*Request:* Put every line from the one containing "For every instance of the woman's face" down to the one containing "Query: tree trunk" into a numbered list, both ends included and blank lines omitted.

*Material provided:*

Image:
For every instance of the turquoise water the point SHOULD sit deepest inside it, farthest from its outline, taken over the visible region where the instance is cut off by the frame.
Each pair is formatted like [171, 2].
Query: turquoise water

* * *

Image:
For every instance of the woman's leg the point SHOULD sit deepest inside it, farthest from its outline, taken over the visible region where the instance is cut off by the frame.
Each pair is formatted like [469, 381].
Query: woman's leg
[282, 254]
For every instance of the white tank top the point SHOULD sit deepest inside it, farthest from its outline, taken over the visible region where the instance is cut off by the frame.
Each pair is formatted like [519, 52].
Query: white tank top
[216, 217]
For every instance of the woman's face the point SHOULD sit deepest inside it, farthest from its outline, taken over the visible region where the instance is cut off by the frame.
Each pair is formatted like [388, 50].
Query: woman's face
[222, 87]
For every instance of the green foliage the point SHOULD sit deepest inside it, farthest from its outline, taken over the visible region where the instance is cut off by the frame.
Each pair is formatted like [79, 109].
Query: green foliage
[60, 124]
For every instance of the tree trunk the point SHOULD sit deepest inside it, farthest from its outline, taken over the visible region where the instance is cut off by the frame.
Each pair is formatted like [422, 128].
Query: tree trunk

*Output:*
1. For every instance of the woman's face the point SHOULD sit deepest inside it, farthest from its outline, taken over the visible region where the instance is cut off by the frame.
2. Each pair is formatted like [388, 50].
3. Query: woman's face
4. [222, 87]
5. For every instance of the green foliage the point SHOULD sit deepest inside it, farthest from its outline, taken over the visible region where the instance is cut off by the frame.
6. Each pair is formatted like [79, 109].
7. Query: green foliage
8. [60, 124]
9. For every instance of the tree trunk the point SHOULD sit deepest inside it, farthest from its outline, taken over the visible region where the instance is cut off by the frame.
10. Each pair is formatted like [422, 128].
11. Query: tree trunk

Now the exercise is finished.